## [Exercise set]
(a) Answer these questions from the forum thread about stuck notes:
(i) What is CC64 by default?
(ii) Which library does the person setting up libraries plan to go back to?
(iii) Besides CC64, which CC is named as traditionally "hard-wired" to a specific parameter?
(b) Return the forum thread about stuck notes word for word, from "Thank you very much for" down to "setting up so far.".

## [Page extract]
= = = = = = =
Thank you very much for your reply. Sadly this problem occours when everything is loaded and I am not recording or doing anything. Just pressing a note and it gets stuck... Didn't happen in any other library I was setting up so far.


----------



## kdarkthought (May 4, 2020)

Forgive me if you're already aware (or if this is intentional) but CC64 is by default the sustain pedal command, and many virtual instruments are programmed by default to react to it as if you're holding down the pedal. Using it for articulation-switching is possible, but you need to ensure that your VI isn't reacting to CC64 as it "normally" would or you will indeed get stuck notes on high values.


----------



## [email protected] (May 4, 2020)

Thank you very much! I guess this is the reason why I got these problems. I just went on setting up all the other libraries but I will go back to the Spitfire Studio Strings as soon as possible.


----------



## kdarkthought (May 4, 2020)

[email protected] said:


> Thank you very much! I guess this is the reason why I got these problems. I just went on setting up all the other libraries but I will go back to the Spitfire Studio Strings as soon as possible.



Most likely. You can hop into Kontakt/VSL/[insert plug-in here] settings and disable the default CC64 "behavior," but the easiest solution is to just not use CC64 for this purpose at all, or other CC's that are traditionally "hard-wired" to a specific parameter (such as CC10).


----------



## [email protected] (May 4, 2020)

Yes, I will have to check the list.


----------
= = = = = = =
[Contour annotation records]
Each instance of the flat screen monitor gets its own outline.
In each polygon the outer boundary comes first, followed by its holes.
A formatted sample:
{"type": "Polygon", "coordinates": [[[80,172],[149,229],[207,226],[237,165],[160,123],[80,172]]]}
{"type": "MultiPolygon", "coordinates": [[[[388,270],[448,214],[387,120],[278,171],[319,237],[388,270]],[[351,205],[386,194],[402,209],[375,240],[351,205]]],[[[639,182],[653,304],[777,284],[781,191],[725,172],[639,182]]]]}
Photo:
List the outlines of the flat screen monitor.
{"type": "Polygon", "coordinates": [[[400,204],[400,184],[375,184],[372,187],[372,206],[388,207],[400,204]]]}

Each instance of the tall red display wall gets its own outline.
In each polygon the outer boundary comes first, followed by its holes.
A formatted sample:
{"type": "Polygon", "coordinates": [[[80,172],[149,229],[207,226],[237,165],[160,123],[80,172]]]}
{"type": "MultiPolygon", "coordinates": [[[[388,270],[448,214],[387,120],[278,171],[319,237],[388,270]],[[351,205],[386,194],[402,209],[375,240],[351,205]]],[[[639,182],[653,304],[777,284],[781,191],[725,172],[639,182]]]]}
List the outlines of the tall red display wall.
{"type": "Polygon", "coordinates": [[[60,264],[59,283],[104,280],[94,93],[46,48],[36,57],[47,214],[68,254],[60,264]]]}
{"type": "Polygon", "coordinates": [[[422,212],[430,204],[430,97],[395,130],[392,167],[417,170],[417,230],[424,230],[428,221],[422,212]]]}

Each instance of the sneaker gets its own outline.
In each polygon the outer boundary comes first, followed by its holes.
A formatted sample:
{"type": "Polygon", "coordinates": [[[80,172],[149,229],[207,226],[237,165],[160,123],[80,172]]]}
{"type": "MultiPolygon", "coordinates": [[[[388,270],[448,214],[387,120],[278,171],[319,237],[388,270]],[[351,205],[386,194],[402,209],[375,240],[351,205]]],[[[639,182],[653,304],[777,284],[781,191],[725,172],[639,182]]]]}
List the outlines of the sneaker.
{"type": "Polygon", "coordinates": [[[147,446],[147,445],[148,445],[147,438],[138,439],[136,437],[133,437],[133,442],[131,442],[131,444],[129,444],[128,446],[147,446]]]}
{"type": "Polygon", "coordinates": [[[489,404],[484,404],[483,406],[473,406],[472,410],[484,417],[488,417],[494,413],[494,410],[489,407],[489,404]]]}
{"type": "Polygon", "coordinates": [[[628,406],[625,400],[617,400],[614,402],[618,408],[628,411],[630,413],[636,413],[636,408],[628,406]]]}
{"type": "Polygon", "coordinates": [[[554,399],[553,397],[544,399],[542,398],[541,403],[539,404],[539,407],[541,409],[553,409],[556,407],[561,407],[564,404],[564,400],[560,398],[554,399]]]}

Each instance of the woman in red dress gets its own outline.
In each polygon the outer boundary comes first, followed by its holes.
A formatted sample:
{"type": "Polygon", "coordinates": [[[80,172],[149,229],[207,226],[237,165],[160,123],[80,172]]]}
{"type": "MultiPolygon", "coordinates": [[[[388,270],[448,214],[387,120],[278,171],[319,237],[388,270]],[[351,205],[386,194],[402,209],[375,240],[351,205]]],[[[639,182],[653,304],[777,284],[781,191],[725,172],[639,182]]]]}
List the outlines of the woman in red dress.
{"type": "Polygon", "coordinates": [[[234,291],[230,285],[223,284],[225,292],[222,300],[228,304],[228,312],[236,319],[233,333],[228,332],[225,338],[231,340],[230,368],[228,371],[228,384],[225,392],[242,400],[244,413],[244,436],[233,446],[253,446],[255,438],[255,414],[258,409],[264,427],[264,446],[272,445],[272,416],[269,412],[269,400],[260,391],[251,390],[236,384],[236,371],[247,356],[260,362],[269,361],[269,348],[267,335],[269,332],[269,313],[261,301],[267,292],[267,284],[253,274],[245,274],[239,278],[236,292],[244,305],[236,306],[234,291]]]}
= = = = = = =
## [Per-task answers]
(a)
(i) The sustain pedal command.
(ii) The Spitfire Studio Strings.
(iii) CC10.

(b)
Thank you very much for your reply. Sadly this problem occours when everything is loaded and I am not recording or doing anything. Just pressing a note and it gets stuck... Didn't happen in any other library I was setting up so far.